What the task requires :: Please set down word for word every line from the one holding "of the window" to the end of the data below, both included.

Given information ::

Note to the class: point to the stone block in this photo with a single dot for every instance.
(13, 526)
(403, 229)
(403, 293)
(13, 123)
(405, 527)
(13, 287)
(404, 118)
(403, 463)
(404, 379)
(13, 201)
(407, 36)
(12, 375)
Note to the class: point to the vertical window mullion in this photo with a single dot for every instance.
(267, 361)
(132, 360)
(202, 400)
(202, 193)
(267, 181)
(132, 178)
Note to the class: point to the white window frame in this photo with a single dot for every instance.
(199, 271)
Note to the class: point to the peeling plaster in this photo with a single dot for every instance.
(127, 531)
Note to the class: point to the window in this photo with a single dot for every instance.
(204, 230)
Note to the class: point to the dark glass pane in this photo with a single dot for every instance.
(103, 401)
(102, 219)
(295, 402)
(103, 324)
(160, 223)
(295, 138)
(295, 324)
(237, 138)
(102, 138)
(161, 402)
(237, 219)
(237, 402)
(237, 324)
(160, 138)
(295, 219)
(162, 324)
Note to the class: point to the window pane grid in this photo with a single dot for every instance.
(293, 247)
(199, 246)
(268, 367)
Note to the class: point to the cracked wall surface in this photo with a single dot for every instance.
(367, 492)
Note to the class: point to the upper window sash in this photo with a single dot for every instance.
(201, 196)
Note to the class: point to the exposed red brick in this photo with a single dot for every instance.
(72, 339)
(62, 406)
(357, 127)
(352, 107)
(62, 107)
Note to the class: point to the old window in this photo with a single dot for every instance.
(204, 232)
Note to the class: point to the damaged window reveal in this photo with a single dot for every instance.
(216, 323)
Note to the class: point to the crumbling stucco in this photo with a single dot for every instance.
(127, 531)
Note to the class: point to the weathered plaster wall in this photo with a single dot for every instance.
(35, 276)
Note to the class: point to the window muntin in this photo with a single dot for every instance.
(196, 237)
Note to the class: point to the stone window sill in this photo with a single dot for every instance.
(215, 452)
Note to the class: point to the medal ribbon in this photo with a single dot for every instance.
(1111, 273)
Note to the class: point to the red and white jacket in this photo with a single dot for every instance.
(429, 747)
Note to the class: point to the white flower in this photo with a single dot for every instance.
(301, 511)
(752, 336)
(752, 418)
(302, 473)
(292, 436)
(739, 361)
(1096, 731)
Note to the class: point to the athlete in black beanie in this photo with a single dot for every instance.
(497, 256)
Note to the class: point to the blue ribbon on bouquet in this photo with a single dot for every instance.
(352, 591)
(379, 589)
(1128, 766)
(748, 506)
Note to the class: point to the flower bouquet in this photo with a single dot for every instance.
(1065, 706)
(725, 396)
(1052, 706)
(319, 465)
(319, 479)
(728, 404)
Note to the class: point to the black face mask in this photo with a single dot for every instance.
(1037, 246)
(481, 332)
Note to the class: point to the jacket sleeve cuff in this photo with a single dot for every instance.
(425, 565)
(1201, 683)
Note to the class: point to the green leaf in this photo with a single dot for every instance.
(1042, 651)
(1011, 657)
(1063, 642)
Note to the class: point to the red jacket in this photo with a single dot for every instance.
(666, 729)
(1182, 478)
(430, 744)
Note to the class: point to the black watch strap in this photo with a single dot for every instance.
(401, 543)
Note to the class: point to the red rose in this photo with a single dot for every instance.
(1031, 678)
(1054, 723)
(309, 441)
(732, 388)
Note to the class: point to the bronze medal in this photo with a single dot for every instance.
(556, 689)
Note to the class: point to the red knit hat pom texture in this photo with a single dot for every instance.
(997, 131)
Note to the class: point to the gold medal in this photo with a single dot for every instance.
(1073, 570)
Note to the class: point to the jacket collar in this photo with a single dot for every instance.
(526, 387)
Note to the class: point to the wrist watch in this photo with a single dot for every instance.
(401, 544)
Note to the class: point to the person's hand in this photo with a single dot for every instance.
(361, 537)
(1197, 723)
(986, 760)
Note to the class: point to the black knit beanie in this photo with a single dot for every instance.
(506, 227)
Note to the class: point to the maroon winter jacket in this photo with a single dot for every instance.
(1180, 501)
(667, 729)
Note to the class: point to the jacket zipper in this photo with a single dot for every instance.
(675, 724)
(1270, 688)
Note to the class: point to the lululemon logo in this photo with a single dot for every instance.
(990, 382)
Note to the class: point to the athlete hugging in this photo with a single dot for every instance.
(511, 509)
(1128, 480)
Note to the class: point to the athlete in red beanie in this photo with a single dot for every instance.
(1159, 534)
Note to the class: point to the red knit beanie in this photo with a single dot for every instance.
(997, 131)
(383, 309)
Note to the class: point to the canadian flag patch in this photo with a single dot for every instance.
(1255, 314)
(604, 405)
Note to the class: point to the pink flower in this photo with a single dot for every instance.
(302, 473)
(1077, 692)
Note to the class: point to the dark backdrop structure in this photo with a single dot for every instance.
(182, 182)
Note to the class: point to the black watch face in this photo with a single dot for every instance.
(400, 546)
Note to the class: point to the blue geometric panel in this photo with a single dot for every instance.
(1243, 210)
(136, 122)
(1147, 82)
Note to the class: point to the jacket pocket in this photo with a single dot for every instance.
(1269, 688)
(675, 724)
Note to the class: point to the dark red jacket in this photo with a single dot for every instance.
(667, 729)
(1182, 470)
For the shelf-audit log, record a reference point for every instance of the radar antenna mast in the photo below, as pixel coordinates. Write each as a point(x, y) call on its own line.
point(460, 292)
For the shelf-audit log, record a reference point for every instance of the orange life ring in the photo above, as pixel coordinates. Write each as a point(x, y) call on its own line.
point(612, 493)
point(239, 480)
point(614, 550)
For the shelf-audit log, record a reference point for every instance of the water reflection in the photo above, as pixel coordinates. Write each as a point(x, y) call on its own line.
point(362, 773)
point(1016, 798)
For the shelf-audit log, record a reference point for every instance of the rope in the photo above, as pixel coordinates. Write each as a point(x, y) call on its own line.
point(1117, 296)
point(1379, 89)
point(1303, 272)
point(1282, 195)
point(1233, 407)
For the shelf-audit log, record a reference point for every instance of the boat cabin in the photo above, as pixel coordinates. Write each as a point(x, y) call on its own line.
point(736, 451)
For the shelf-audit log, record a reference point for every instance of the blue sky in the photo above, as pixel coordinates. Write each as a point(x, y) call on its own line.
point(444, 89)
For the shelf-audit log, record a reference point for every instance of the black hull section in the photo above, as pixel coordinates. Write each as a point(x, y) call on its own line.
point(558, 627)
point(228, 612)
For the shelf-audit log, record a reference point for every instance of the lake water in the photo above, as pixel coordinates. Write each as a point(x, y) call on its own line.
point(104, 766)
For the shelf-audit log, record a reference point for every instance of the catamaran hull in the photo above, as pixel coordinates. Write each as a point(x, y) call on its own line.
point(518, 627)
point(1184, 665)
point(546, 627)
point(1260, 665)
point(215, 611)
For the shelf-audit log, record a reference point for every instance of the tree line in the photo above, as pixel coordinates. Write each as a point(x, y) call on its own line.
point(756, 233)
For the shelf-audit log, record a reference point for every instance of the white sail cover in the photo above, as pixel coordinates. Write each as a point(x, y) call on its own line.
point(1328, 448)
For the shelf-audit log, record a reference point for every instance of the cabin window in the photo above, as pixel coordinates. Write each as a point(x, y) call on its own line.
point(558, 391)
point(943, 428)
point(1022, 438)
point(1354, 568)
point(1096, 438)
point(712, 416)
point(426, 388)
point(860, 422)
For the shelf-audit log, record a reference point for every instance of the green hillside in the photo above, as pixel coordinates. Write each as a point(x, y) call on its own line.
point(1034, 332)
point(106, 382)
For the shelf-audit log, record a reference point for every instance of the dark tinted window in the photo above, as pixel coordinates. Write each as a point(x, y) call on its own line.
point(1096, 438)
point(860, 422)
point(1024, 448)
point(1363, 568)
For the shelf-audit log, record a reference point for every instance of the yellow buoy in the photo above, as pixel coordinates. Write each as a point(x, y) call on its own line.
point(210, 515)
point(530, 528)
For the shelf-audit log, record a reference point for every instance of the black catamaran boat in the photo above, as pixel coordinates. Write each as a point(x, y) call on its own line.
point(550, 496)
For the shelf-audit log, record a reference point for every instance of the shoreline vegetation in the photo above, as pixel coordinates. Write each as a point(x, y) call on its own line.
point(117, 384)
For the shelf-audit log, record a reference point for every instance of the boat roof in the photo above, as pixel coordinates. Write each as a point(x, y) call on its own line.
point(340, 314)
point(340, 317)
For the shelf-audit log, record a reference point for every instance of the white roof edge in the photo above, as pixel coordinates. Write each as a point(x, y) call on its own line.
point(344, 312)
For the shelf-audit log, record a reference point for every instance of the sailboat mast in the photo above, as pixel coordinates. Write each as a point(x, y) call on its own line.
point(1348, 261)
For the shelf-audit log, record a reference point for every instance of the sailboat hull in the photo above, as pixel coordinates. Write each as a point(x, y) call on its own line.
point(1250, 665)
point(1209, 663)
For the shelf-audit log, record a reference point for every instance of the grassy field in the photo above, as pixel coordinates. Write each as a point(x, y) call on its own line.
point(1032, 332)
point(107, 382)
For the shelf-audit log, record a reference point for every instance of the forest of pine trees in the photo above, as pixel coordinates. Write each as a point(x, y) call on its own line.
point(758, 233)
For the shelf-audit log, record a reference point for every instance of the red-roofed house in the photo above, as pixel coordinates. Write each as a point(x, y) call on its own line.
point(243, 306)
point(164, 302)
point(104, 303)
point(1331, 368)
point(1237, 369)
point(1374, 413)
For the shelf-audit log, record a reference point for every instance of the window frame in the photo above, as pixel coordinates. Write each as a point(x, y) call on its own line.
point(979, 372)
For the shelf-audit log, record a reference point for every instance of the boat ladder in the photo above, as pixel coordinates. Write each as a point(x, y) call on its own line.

Answer below ::
For the shelf-audit log, record a reference point for every instance of the window frame in the photo above, as pixel coordinates. Write each as a point(x, y) call on its own line.
point(979, 372)
For the shelf-audit log, record a reference point for every instance of the boat ladder in the photo above, as pixel coordinates. Write each as a point(x, y) call on its own line.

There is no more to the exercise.